_EXTRACT PROVIDED_:
----------
Published on June 2nd, 2015 | by gatsbyadmin


California Roots Music & Arts Festival 2015

This past Friday Adam Ill and I set out for our first experience at the California Roots Music & Arts Festival in Monterey, California and from the moment the trip started, it seemed as if our dread-locked and bare-foot fairy godmother had waved her magical joint over the entire weekend. Although our first meeting wasn’t until 6 that evening, the festival had actually begun that morning. So we set out early anticipating the inevitable traffic during Memorial Day weekend – or so we thought. For once, the 101 was clear the entire way, leading us to arrive at our hotel (which happened to be within walking distance to the Monterey Fairgrounds where the festival was being held) ahead of our scheduled time. Surprisingly, they allowed us to check-in early without question, further confirming my suspicions that this weekend held great things in store for us.
----------
A block of data:

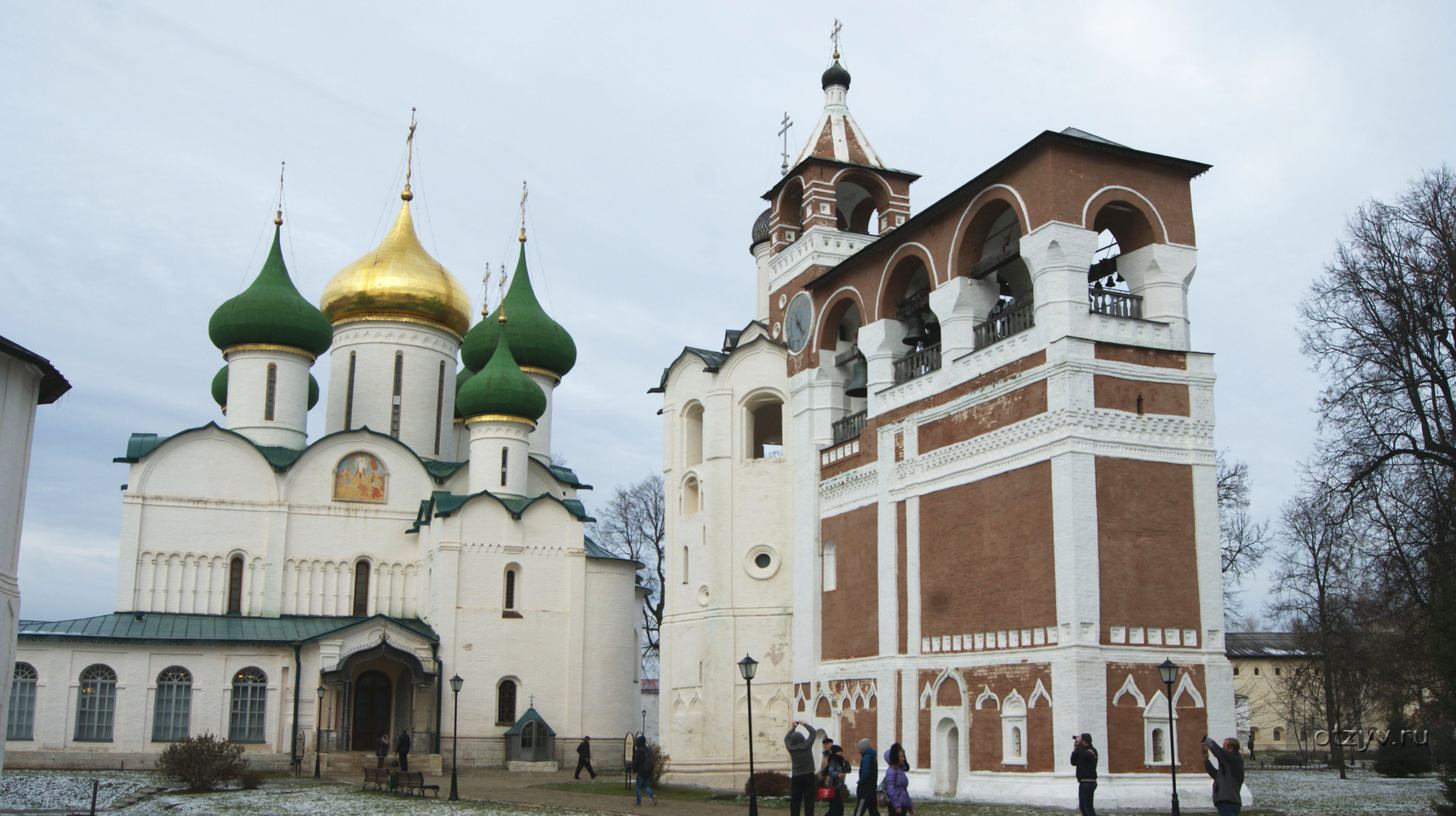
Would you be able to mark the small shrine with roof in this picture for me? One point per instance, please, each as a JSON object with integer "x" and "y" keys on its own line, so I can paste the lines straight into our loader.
{"x": 307, "y": 595}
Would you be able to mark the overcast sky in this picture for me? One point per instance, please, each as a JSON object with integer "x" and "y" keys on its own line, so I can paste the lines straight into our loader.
{"x": 141, "y": 146}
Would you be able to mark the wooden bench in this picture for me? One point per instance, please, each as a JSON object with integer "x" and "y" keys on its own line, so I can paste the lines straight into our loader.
{"x": 414, "y": 783}
{"x": 378, "y": 777}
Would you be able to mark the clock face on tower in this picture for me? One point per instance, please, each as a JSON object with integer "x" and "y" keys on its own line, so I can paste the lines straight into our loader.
{"x": 797, "y": 321}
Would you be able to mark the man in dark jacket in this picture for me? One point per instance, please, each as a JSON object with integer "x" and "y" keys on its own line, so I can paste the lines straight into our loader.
{"x": 1083, "y": 758}
{"x": 1228, "y": 777}
{"x": 403, "y": 744}
{"x": 584, "y": 758}
{"x": 801, "y": 777}
{"x": 866, "y": 791}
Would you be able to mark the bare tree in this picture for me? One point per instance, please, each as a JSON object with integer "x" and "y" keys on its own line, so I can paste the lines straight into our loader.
{"x": 1242, "y": 541}
{"x": 1318, "y": 593}
{"x": 1380, "y": 327}
{"x": 634, "y": 525}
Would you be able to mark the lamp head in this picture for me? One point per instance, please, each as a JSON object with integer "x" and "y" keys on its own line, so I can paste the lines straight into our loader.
{"x": 1168, "y": 670}
{"x": 747, "y": 668}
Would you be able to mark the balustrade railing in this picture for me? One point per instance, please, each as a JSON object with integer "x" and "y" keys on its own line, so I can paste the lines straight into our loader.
{"x": 1114, "y": 302}
{"x": 917, "y": 363}
{"x": 849, "y": 427}
{"x": 1013, "y": 319}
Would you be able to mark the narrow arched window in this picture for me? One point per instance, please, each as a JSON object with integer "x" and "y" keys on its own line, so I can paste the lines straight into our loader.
{"x": 440, "y": 405}
{"x": 272, "y": 391}
{"x": 399, "y": 382}
{"x": 505, "y": 703}
{"x": 235, "y": 586}
{"x": 348, "y": 397}
{"x": 95, "y": 704}
{"x": 362, "y": 589}
{"x": 249, "y": 705}
{"x": 20, "y": 719}
{"x": 172, "y": 713}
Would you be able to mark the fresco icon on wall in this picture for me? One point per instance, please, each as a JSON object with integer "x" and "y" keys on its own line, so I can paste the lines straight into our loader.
{"x": 360, "y": 476}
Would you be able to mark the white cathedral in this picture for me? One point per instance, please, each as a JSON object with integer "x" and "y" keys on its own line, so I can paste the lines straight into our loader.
{"x": 303, "y": 596}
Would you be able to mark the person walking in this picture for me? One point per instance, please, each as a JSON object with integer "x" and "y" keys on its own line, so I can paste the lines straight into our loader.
{"x": 1228, "y": 777}
{"x": 382, "y": 748}
{"x": 584, "y": 758}
{"x": 1083, "y": 758}
{"x": 403, "y": 744}
{"x": 897, "y": 783}
{"x": 835, "y": 773}
{"x": 642, "y": 764}
{"x": 868, "y": 774}
{"x": 801, "y": 771}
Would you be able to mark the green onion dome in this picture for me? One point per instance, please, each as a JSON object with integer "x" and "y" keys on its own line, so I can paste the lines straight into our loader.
{"x": 836, "y": 75}
{"x": 271, "y": 312}
{"x": 536, "y": 340}
{"x": 462, "y": 376}
{"x": 220, "y": 388}
{"x": 501, "y": 388}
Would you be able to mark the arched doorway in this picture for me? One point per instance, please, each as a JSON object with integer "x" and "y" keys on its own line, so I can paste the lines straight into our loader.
{"x": 372, "y": 699}
{"x": 948, "y": 764}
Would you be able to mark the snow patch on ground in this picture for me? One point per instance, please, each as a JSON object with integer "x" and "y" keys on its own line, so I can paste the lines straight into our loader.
{"x": 292, "y": 799}
{"x": 1324, "y": 793}
{"x": 65, "y": 790}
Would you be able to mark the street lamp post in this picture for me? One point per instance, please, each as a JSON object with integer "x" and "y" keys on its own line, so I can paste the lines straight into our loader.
{"x": 749, "y": 668}
{"x": 1169, "y": 674}
{"x": 317, "y": 746}
{"x": 454, "y": 739}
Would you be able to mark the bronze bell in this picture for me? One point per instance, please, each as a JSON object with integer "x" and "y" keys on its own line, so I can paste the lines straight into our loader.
{"x": 916, "y": 335}
{"x": 858, "y": 378}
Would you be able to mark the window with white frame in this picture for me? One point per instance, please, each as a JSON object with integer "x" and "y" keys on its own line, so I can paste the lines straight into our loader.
{"x": 172, "y": 714}
{"x": 1013, "y": 730}
{"x": 249, "y": 705}
{"x": 95, "y": 704}
{"x": 20, "y": 719}
{"x": 1156, "y": 733}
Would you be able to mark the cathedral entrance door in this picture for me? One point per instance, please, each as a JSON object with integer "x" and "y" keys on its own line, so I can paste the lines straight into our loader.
{"x": 372, "y": 699}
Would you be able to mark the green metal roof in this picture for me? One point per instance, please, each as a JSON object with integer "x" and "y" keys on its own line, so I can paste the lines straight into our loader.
{"x": 448, "y": 503}
{"x": 282, "y": 458}
{"x": 165, "y": 627}
{"x": 528, "y": 717}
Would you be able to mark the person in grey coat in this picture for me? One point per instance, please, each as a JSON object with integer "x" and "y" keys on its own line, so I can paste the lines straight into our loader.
{"x": 801, "y": 775}
{"x": 1228, "y": 777}
{"x": 403, "y": 744}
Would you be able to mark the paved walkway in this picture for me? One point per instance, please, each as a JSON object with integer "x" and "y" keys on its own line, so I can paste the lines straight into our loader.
{"x": 495, "y": 785}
----------
_PROBLEMS TO WORK ON_:
1. In the festival write-up, at what venue was the California Roots Music & Arts Festival held?
2. How many lines in the rows contain the word "white"? Reply with the number alone.

_ANSWERS TO EACH TASK_:
1. The Monterey Fairgrounds in Monterey, California.

2. 2